Aim of the exercise - Reproduce every row below word for word, changing nothing.
··· Given information ···
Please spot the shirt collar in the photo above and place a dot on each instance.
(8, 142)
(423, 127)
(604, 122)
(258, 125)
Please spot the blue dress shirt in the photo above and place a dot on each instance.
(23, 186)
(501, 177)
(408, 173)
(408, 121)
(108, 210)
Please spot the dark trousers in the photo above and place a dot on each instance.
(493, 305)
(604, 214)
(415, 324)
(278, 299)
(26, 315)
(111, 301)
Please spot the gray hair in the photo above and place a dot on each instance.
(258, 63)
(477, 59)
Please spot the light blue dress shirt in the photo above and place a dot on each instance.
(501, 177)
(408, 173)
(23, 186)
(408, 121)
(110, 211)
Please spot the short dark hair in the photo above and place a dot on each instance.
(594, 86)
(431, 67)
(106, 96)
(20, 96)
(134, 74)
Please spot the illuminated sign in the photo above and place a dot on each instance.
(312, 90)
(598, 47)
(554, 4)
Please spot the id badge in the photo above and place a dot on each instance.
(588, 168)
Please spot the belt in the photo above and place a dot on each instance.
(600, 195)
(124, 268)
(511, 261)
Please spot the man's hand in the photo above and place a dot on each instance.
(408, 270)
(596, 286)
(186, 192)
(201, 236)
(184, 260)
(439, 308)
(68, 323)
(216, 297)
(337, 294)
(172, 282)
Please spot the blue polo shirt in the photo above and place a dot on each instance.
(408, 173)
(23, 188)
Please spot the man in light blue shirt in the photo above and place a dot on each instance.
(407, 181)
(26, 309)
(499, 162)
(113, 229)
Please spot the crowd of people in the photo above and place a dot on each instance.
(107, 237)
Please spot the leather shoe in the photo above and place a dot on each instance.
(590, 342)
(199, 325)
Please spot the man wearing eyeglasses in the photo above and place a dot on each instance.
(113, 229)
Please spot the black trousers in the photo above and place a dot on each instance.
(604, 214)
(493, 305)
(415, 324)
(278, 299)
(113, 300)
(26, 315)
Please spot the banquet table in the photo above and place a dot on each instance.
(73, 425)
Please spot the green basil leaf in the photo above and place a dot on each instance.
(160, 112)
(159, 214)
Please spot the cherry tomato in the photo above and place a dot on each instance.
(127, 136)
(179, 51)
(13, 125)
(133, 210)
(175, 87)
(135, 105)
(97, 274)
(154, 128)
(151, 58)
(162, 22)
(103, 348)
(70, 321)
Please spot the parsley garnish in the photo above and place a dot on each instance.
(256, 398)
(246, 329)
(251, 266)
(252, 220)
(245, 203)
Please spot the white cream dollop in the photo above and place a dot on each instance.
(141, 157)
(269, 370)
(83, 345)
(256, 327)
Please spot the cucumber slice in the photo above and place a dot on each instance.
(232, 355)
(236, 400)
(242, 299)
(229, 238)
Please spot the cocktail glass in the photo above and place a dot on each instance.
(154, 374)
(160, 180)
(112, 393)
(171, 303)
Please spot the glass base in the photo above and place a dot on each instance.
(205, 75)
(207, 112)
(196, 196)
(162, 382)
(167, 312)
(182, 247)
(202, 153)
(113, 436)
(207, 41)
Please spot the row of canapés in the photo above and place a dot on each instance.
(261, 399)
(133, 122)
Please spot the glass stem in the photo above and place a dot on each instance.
···
Exercise response -
Please spot the shirt collar in the photo above and place a dot on each instance.
(8, 142)
(423, 127)
(604, 122)
(258, 125)
Please spot the blue dress shirt in the photo above and place a dot on each instance.
(23, 186)
(501, 177)
(408, 173)
(408, 121)
(108, 210)
Please spot the dark trousers in the photo above and place a dot on each instance.
(493, 305)
(604, 214)
(415, 324)
(278, 299)
(26, 315)
(111, 301)
Please spot the gray hair in the photo above and place a dot on each instance.
(258, 63)
(477, 59)
Please spot the light blue dress shirt in the photo above and place a dot on each instance.
(501, 177)
(408, 173)
(23, 186)
(408, 121)
(110, 211)
Please spot the short dark hair in the photo above and place a dot on each instance.
(594, 86)
(431, 67)
(106, 96)
(20, 96)
(134, 74)
Please spot the illuminated sign in the photo above and place a dot on each instance.
(312, 90)
(598, 47)
(554, 4)
Please spot the id badge in the photo above and place a dot on each instance.
(588, 168)
Please spot the belt in the photo above and place a dot on each instance.
(600, 195)
(124, 268)
(511, 261)
Please spot the man's hand in the photo above and place a dot on each instance.
(408, 270)
(596, 286)
(186, 192)
(201, 236)
(184, 260)
(439, 308)
(68, 323)
(216, 297)
(337, 294)
(172, 282)
Please spot the blue polo shirt in the photo above and place a dot on each instance.
(408, 173)
(23, 188)
Please spot the man in light blue shirt in the photo above and place a dot on each instance.
(407, 181)
(26, 309)
(499, 162)
(113, 229)
Please spot the crowd of people in the photo above and place a dot on each instance.
(107, 237)
Please spot the leather shoe in the photo above and place a dot on each instance.
(590, 342)
(199, 325)
Please spot the man wearing eyeglasses in the photo above and place a dot on each instance.
(113, 229)
Please spot the black trousers in the photo above and place a dot on each instance.
(604, 214)
(493, 305)
(415, 324)
(278, 299)
(113, 300)
(26, 315)
Please spot the banquet table in the photo above and place a dot on each instance.
(73, 425)
Please spot the green basil leaf in the photo above and place a dot on each instance.
(160, 112)
(159, 214)
Please spot the cherry tomato in the photo above and place a dot on each instance.
(127, 136)
(179, 51)
(13, 125)
(133, 210)
(175, 87)
(135, 105)
(97, 274)
(154, 128)
(151, 58)
(162, 22)
(103, 348)
(70, 321)
Please spot the parsley garnish in the photo above and place a dot on each instance.
(256, 398)
(246, 329)
(251, 266)
(252, 220)
(245, 203)
Please spot the white cream dollop in the photo above and place a dot on each instance.
(141, 157)
(269, 370)
(83, 345)
(256, 327)
Please spot the cucumber slice in the photo above and place a dot on each instance.
(232, 355)
(236, 400)
(242, 299)
(229, 238)
Please spot the cocktail glass in the photo above and place a dot on each instance.
(154, 374)
(160, 180)
(112, 393)
(171, 303)
Please spot the glass base in the photo above and place a dot on each instance.
(205, 75)
(207, 112)
(196, 196)
(162, 382)
(167, 312)
(182, 247)
(202, 153)
(113, 436)
(207, 41)
Please spot the row of canapés in the photo above and place a dot on each instance.
(261, 399)
(133, 122)
Please spot the glass stem in the photo above and place a dot on each instance.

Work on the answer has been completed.